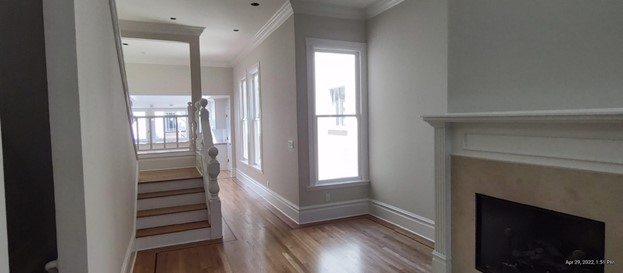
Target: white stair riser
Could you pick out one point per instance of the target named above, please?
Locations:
(169, 185)
(171, 219)
(175, 238)
(171, 201)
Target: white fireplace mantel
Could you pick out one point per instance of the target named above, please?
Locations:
(586, 139)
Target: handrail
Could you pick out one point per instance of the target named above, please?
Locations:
(124, 79)
(162, 116)
(212, 168)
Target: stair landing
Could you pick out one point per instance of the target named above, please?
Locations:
(168, 175)
(172, 210)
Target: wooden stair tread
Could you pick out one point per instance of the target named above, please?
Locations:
(170, 210)
(168, 175)
(171, 228)
(169, 193)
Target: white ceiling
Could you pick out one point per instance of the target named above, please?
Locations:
(358, 4)
(220, 45)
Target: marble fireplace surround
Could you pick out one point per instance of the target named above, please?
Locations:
(587, 142)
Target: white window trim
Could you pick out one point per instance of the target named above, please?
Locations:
(250, 118)
(359, 49)
(243, 118)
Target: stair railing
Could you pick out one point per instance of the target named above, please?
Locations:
(212, 168)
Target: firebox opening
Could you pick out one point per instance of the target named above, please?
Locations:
(517, 238)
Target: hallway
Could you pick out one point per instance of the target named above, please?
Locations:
(256, 240)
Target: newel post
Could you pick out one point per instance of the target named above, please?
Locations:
(212, 167)
(192, 126)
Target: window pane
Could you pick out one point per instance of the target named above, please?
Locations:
(256, 95)
(338, 153)
(243, 101)
(245, 140)
(257, 130)
(335, 83)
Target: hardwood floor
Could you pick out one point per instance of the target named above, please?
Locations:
(256, 240)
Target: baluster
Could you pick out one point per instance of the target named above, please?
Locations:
(191, 126)
(206, 129)
(197, 127)
(214, 168)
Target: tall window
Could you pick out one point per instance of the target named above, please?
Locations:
(251, 118)
(244, 119)
(338, 110)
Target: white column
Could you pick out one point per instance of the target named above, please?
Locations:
(442, 253)
(195, 69)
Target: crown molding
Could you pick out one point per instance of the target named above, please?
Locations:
(606, 115)
(328, 10)
(160, 28)
(215, 64)
(271, 25)
(381, 6)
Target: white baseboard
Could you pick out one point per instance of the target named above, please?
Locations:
(130, 256)
(409, 221)
(335, 210)
(441, 264)
(286, 207)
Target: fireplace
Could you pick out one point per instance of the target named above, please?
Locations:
(517, 238)
(567, 161)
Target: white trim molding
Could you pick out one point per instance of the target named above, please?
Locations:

────────────────────────────────────────

YOUR OBJECTIVE: Copy out the data verbatim, with no pictures.

RESPONSE BOX:
Target: white stair riser
Could you pick out one point per instance of the target named above, please?
Locations:
(169, 185)
(171, 219)
(175, 238)
(171, 201)
Target: white fireplace mantel
Could you pick out one point per instance of the target named above, please?
Locations:
(586, 139)
Target: handrail
Could you pick out one point per instance of the target named above, please?
Locations:
(124, 79)
(162, 116)
(212, 168)
Target: stair landing
Could you pick out one point per instance of the target named above, please?
Locations:
(168, 175)
(172, 210)
Target: wooden stair tread
Could you pick out one point per instance of the target named above, please?
Locations:
(170, 210)
(168, 175)
(171, 228)
(169, 193)
Target: white ceiling
Could you pick out one point per instance of the target named above, please?
Locations:
(358, 4)
(220, 45)
Target: marble fireplace surround
Could you pick out one point per instance of the target named above, please?
Locations:
(587, 142)
Target: white window trim
Could you pick out one point per instance of the target named above, please?
Locations:
(250, 118)
(359, 49)
(243, 118)
Target: stair railing
Could you pick out one point per instance of the target named above, please?
Locations:
(212, 168)
Target: firebox opening
Could you pick out one point per instance of the target named above, please?
Locations:
(517, 238)
Target: hallway
Could you pick out one point per instance of the target named above, please?
Locations:
(256, 240)
Target: newel post
Could you pick out one point per instance of the target named above, please?
Locations:
(212, 167)
(192, 126)
Target: window pane
Could you pick out one point per instance of the target named above, please?
Locations:
(256, 95)
(338, 153)
(243, 101)
(245, 140)
(257, 130)
(335, 83)
Target: hardwood floor
Could you pick out one point per instance of the target named above, please?
Locations:
(256, 240)
Target: baluster
Could you pick out one point per instance of the target named above, please?
Locations:
(191, 126)
(206, 129)
(197, 127)
(214, 168)
Target: tall window
Could you pick out one point per instance of the target named above, please?
Locations:
(251, 118)
(244, 119)
(338, 110)
Target: white column
Could you pick out one point per instance of the target named above, please?
Locations:
(442, 253)
(195, 69)
Target: crown molding
Could you pick out one point per instance of the target named above, please?
Locations:
(606, 115)
(328, 10)
(160, 28)
(215, 64)
(271, 25)
(381, 6)
Target: white baseboard
Could you pick out one point per instance of the target named above, please?
Locations:
(130, 256)
(409, 221)
(335, 210)
(441, 264)
(286, 207)
Target: fireplace
Could you pick out one point per instance of the target named above, please?
Locations:
(517, 238)
(567, 161)
Target: white trim molding
Could you pick out one point per instance of the target named above, please?
Locations:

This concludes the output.